--- RECORDS SHOWN ---

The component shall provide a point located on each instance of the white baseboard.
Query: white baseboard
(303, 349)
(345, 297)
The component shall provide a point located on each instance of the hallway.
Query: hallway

---

■ PROBLEM: Reproduce the listing above, changing every occurrence of "component" to "system" and leaving all other text unaltered.

■ WRITTEN ANSWER:
The system shall provide a point located on each instance of the white baseboard.
Query: white baseboard
(303, 349)
(345, 297)
The system shall provide a point located on each instance of the hallway.
Query: hallway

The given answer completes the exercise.